» **Image point annotation entries**
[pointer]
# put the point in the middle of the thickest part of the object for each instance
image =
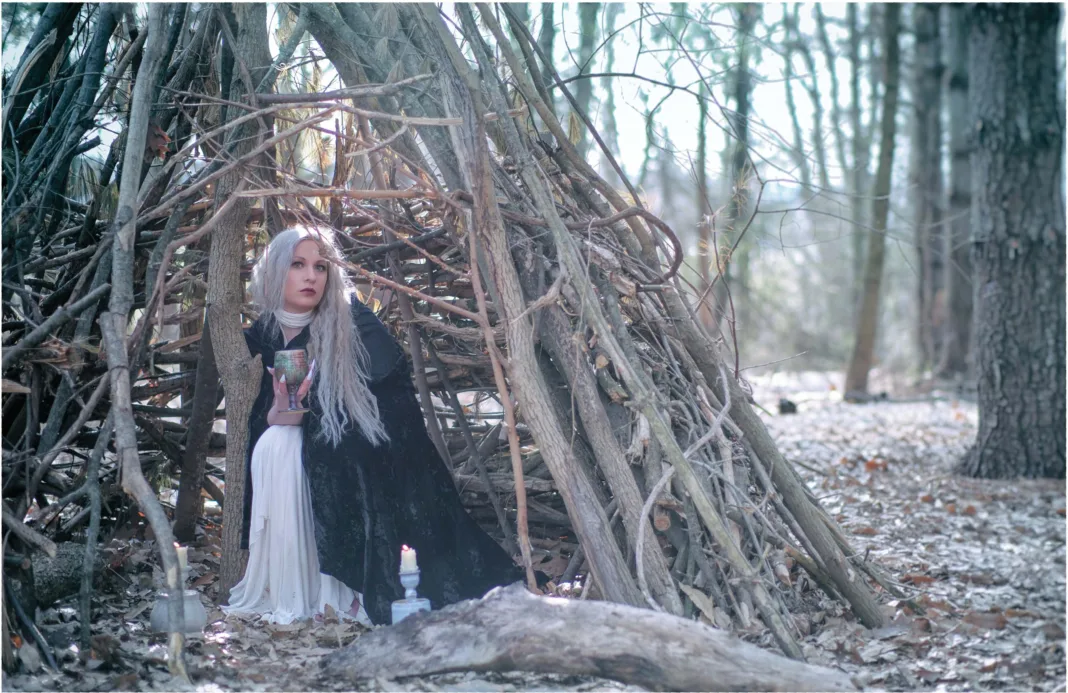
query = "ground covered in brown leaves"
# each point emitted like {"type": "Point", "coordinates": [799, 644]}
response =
{"type": "Point", "coordinates": [983, 565]}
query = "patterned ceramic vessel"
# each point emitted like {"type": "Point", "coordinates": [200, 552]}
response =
{"type": "Point", "coordinates": [293, 364]}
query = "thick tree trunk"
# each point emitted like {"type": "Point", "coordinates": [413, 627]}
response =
{"type": "Point", "coordinates": [225, 295]}
{"type": "Point", "coordinates": [506, 631]}
{"type": "Point", "coordinates": [925, 182]}
{"type": "Point", "coordinates": [868, 320]}
{"type": "Point", "coordinates": [956, 348]}
{"type": "Point", "coordinates": [1018, 233]}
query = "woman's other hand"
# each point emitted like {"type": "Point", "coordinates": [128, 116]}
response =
{"type": "Point", "coordinates": [278, 415]}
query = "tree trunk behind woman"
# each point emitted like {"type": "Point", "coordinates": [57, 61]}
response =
{"type": "Point", "coordinates": [867, 327]}
{"type": "Point", "coordinates": [1018, 242]}
{"type": "Point", "coordinates": [954, 360]}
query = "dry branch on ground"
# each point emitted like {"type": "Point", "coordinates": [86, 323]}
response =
{"type": "Point", "coordinates": [644, 467]}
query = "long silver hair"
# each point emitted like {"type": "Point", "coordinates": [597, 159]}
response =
{"type": "Point", "coordinates": [342, 361]}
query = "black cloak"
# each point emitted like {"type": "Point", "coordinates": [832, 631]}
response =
{"type": "Point", "coordinates": [368, 500]}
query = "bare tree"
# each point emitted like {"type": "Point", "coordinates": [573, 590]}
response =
{"type": "Point", "coordinates": [956, 347]}
{"type": "Point", "coordinates": [1018, 241]}
{"type": "Point", "coordinates": [925, 182]}
{"type": "Point", "coordinates": [860, 364]}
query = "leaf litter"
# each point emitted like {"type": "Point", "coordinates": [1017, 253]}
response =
{"type": "Point", "coordinates": [980, 564]}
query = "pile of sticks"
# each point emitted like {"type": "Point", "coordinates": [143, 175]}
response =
{"type": "Point", "coordinates": [584, 409]}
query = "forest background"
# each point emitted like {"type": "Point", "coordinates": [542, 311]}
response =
{"type": "Point", "coordinates": [807, 171]}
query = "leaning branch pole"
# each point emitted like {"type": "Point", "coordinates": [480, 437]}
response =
{"type": "Point", "coordinates": [113, 325]}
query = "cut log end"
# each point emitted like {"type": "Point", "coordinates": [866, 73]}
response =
{"type": "Point", "coordinates": [511, 629]}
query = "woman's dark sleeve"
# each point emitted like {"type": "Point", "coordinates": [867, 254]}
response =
{"type": "Point", "coordinates": [257, 424]}
{"type": "Point", "coordinates": [385, 355]}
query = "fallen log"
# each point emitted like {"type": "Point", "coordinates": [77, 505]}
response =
{"type": "Point", "coordinates": [511, 629]}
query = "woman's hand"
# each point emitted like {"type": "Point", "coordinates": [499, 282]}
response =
{"type": "Point", "coordinates": [277, 415]}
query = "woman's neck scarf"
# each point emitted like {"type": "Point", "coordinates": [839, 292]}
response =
{"type": "Point", "coordinates": [288, 319]}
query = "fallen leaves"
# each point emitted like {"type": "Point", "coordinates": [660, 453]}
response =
{"type": "Point", "coordinates": [982, 562]}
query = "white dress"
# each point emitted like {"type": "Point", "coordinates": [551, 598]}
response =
{"type": "Point", "coordinates": [282, 582]}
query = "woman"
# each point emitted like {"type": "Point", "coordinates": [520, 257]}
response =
{"type": "Point", "coordinates": [334, 492]}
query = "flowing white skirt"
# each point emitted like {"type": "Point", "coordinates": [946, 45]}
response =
{"type": "Point", "coordinates": [282, 582]}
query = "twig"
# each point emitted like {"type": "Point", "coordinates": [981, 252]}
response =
{"type": "Point", "coordinates": [30, 626]}
{"type": "Point", "coordinates": [28, 534]}
{"type": "Point", "coordinates": [45, 329]}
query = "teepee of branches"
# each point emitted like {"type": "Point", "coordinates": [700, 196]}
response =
{"type": "Point", "coordinates": [565, 377]}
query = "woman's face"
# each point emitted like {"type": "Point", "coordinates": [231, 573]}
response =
{"type": "Point", "coordinates": [307, 280]}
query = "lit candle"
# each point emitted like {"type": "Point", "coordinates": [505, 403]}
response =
{"type": "Point", "coordinates": [182, 556]}
{"type": "Point", "coordinates": [408, 560]}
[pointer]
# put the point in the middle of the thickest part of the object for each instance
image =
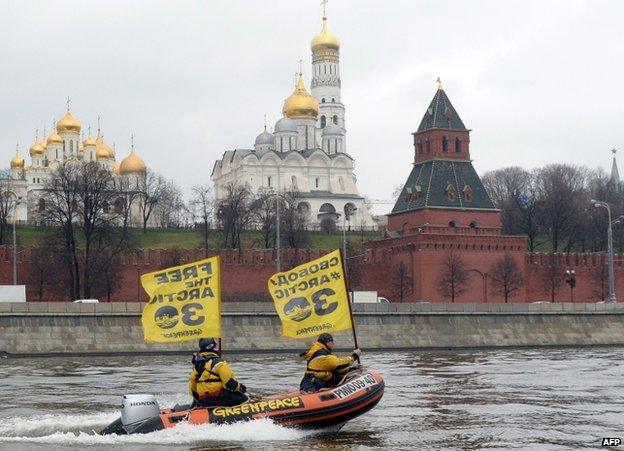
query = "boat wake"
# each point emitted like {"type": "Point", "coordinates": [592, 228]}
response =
{"type": "Point", "coordinates": [80, 429]}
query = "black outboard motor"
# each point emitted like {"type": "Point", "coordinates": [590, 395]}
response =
{"type": "Point", "coordinates": [139, 414]}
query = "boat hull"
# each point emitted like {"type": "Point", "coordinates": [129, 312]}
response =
{"type": "Point", "coordinates": [359, 392]}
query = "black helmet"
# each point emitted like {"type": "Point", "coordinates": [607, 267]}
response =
{"type": "Point", "coordinates": [207, 344]}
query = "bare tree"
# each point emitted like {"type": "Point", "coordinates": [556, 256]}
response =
{"type": "Point", "coordinates": [453, 279]}
{"type": "Point", "coordinates": [561, 192]}
{"type": "Point", "coordinates": [506, 276]}
{"type": "Point", "coordinates": [172, 210]}
{"type": "Point", "coordinates": [264, 210]}
{"type": "Point", "coordinates": [150, 188]}
{"type": "Point", "coordinates": [202, 205]}
{"type": "Point", "coordinates": [401, 281]}
{"type": "Point", "coordinates": [78, 200]}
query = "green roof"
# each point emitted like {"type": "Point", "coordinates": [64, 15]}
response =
{"type": "Point", "coordinates": [443, 183]}
{"type": "Point", "coordinates": [441, 114]}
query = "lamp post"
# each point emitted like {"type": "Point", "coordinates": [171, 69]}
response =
{"type": "Point", "coordinates": [16, 202]}
{"type": "Point", "coordinates": [598, 204]}
{"type": "Point", "coordinates": [347, 217]}
{"type": "Point", "coordinates": [571, 280]}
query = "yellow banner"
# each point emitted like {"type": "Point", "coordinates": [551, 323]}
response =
{"type": "Point", "coordinates": [185, 302]}
{"type": "Point", "coordinates": [312, 298]}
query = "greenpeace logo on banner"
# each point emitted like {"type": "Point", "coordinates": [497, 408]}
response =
{"type": "Point", "coordinates": [355, 385]}
{"type": "Point", "coordinates": [611, 441]}
{"type": "Point", "coordinates": [312, 297]}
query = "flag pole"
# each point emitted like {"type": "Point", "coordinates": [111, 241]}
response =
{"type": "Point", "coordinates": [344, 271]}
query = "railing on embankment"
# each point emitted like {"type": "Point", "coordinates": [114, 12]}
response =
{"type": "Point", "coordinates": [60, 328]}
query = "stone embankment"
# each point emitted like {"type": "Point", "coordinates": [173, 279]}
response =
{"type": "Point", "coordinates": [66, 328]}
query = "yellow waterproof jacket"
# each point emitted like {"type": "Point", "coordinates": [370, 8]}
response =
{"type": "Point", "coordinates": [322, 364]}
{"type": "Point", "coordinates": [210, 375]}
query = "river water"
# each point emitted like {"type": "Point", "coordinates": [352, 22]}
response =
{"type": "Point", "coordinates": [499, 399]}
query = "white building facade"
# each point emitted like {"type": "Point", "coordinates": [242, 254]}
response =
{"type": "Point", "coordinates": [306, 154]}
{"type": "Point", "coordinates": [27, 181]}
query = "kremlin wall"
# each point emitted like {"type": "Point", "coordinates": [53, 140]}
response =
{"type": "Point", "coordinates": [245, 281]}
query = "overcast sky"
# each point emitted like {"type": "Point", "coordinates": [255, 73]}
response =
{"type": "Point", "coordinates": [538, 82]}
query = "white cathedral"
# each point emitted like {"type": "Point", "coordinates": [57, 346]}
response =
{"type": "Point", "coordinates": [26, 182]}
{"type": "Point", "coordinates": [307, 152]}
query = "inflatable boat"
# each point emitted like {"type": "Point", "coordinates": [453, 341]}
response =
{"type": "Point", "coordinates": [356, 394]}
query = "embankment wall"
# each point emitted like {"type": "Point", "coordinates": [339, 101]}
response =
{"type": "Point", "coordinates": [55, 327]}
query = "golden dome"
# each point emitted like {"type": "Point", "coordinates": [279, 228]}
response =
{"type": "Point", "coordinates": [102, 150]}
{"type": "Point", "coordinates": [55, 139]}
{"type": "Point", "coordinates": [132, 164]}
{"type": "Point", "coordinates": [325, 39]}
{"type": "Point", "coordinates": [68, 124]}
{"type": "Point", "coordinates": [300, 104]}
{"type": "Point", "coordinates": [35, 150]}
{"type": "Point", "coordinates": [89, 142]}
{"type": "Point", "coordinates": [17, 162]}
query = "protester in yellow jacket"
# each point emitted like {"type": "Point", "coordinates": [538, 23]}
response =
{"type": "Point", "coordinates": [324, 369]}
{"type": "Point", "coordinates": [212, 381]}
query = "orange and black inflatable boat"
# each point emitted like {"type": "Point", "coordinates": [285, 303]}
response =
{"type": "Point", "coordinates": [357, 393]}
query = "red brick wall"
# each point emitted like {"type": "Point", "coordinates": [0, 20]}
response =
{"type": "Point", "coordinates": [423, 255]}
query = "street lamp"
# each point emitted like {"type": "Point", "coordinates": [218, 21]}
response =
{"type": "Point", "coordinates": [349, 211]}
{"type": "Point", "coordinates": [598, 204]}
{"type": "Point", "coordinates": [571, 280]}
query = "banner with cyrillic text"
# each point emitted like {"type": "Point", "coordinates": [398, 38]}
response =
{"type": "Point", "coordinates": [185, 302]}
{"type": "Point", "coordinates": [312, 298]}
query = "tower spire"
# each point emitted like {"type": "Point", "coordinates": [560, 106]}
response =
{"type": "Point", "coordinates": [615, 174]}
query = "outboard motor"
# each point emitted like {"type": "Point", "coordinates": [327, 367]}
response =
{"type": "Point", "coordinates": [139, 414]}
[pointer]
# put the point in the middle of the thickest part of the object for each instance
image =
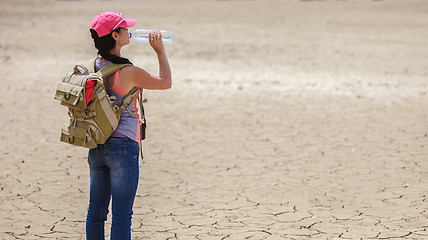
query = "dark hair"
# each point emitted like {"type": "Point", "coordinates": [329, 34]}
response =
{"type": "Point", "coordinates": [105, 44]}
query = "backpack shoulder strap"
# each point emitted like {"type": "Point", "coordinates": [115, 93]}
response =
{"type": "Point", "coordinates": [129, 97]}
{"type": "Point", "coordinates": [110, 69]}
{"type": "Point", "coordinates": [91, 65]}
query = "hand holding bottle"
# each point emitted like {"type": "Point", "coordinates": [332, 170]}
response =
{"type": "Point", "coordinates": [155, 40]}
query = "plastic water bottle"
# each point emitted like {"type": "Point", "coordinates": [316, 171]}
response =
{"type": "Point", "coordinates": [142, 35]}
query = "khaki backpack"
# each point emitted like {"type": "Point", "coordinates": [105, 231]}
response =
{"type": "Point", "coordinates": [93, 123]}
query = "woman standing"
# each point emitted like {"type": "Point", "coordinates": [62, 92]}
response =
{"type": "Point", "coordinates": [114, 165]}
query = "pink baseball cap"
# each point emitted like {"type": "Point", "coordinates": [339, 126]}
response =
{"type": "Point", "coordinates": [104, 23]}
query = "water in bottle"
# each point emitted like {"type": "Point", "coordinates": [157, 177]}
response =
{"type": "Point", "coordinates": [142, 35]}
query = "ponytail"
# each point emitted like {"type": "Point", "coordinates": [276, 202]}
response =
{"type": "Point", "coordinates": [105, 44]}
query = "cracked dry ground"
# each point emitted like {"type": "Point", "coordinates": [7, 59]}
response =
{"type": "Point", "coordinates": [296, 144]}
{"type": "Point", "coordinates": [352, 175]}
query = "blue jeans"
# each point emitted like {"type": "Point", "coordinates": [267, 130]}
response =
{"type": "Point", "coordinates": [114, 173]}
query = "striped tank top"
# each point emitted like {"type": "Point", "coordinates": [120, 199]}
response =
{"type": "Point", "coordinates": [129, 123]}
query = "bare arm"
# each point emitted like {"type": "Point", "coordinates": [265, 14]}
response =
{"type": "Point", "coordinates": [142, 79]}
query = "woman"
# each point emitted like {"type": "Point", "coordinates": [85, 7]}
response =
{"type": "Point", "coordinates": [114, 165]}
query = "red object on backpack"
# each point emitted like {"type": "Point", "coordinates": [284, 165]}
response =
{"type": "Point", "coordinates": [89, 90]}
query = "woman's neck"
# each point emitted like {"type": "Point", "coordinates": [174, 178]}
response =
{"type": "Point", "coordinates": [114, 51]}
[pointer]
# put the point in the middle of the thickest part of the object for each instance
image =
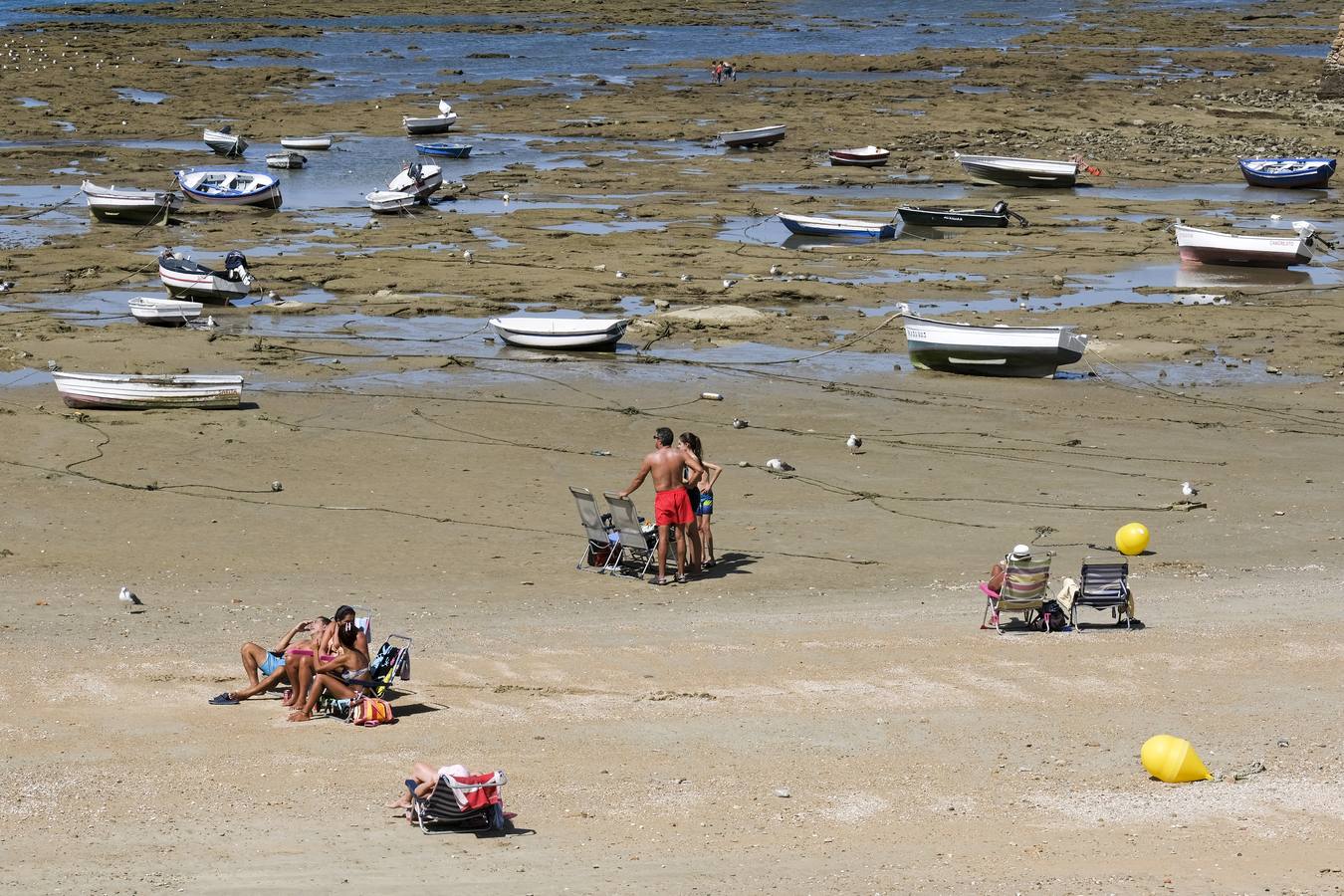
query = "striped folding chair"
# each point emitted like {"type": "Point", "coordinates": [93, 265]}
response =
{"type": "Point", "coordinates": [1025, 591]}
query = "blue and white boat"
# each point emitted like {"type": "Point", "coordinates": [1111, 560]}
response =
{"type": "Point", "coordinates": [227, 187]}
{"type": "Point", "coordinates": [1287, 172]}
{"type": "Point", "coordinates": [812, 226]}
{"type": "Point", "coordinates": [445, 150]}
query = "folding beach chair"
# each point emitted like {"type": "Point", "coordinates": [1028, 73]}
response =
{"type": "Point", "coordinates": [463, 802]}
{"type": "Point", "coordinates": [1024, 591]}
{"type": "Point", "coordinates": [636, 549]}
{"type": "Point", "coordinates": [388, 664]}
{"type": "Point", "coordinates": [599, 547]}
{"type": "Point", "coordinates": [1104, 585]}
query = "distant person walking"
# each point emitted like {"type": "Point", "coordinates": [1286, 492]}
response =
{"type": "Point", "coordinates": [671, 504]}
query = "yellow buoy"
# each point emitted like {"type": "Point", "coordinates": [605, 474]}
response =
{"type": "Point", "coordinates": [1131, 539]}
{"type": "Point", "coordinates": [1172, 760]}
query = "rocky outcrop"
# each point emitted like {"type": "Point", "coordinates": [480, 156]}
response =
{"type": "Point", "coordinates": [1332, 80]}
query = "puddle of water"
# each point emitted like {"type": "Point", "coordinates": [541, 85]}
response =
{"type": "Point", "coordinates": [141, 97]}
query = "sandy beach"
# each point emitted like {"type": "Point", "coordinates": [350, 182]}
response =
{"type": "Point", "coordinates": [820, 712]}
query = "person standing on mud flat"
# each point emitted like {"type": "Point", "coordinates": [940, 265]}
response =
{"type": "Point", "coordinates": [671, 504]}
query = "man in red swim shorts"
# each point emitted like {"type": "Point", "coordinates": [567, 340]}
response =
{"type": "Point", "coordinates": [671, 506]}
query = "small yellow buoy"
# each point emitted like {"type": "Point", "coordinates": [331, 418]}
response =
{"type": "Point", "coordinates": [1131, 539]}
{"type": "Point", "coordinates": [1172, 760]}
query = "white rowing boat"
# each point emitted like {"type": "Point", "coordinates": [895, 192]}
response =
{"type": "Point", "coordinates": [533, 331]}
{"type": "Point", "coordinates": [994, 350]}
{"type": "Point", "coordinates": [137, 391]}
{"type": "Point", "coordinates": [164, 312]}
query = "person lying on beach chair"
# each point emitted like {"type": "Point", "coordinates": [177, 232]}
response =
{"type": "Point", "coordinates": [302, 664]}
{"type": "Point", "coordinates": [266, 668]}
{"type": "Point", "coordinates": [452, 796]}
{"type": "Point", "coordinates": [335, 677]}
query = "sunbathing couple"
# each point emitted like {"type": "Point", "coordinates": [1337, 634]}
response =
{"type": "Point", "coordinates": [330, 661]}
{"type": "Point", "coordinates": [684, 500]}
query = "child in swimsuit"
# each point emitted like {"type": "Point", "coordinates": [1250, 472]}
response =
{"type": "Point", "coordinates": [705, 504]}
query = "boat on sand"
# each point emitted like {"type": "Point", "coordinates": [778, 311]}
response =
{"type": "Point", "coordinates": [141, 391]}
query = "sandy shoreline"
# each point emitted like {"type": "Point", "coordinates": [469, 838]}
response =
{"type": "Point", "coordinates": [833, 654]}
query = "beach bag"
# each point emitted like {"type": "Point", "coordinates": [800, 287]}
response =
{"type": "Point", "coordinates": [369, 712]}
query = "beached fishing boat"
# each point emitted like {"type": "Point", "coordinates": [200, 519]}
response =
{"type": "Point", "coordinates": [185, 278]}
{"type": "Point", "coordinates": [225, 187]}
{"type": "Point", "coordinates": [860, 156]}
{"type": "Point", "coordinates": [753, 135]}
{"type": "Point", "coordinates": [287, 160]}
{"type": "Point", "coordinates": [1216, 247]}
{"type": "Point", "coordinates": [531, 331]}
{"type": "Point", "coordinates": [445, 150]}
{"type": "Point", "coordinates": [129, 206]}
{"type": "Point", "coordinates": [163, 312]}
{"type": "Point", "coordinates": [418, 179]}
{"type": "Point", "coordinates": [1287, 172]}
{"type": "Point", "coordinates": [1023, 172]}
{"type": "Point", "coordinates": [930, 216]}
{"type": "Point", "coordinates": [434, 125]}
{"type": "Point", "coordinates": [142, 391]}
{"type": "Point", "coordinates": [387, 202]}
{"type": "Point", "coordinates": [226, 142]}
{"type": "Point", "coordinates": [306, 142]}
{"type": "Point", "coordinates": [991, 350]}
{"type": "Point", "coordinates": [814, 226]}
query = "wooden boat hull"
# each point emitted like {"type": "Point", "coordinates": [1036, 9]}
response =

» **WHAT YOU ARE ASKED TO DO**
Which lines in the records contain the word "embankment"? Pull out each of those lines and copy it in full.

» **RIGHT ANSWER**
query = "railing on embankment"
query = "stone embankment"
query = "embankment wall"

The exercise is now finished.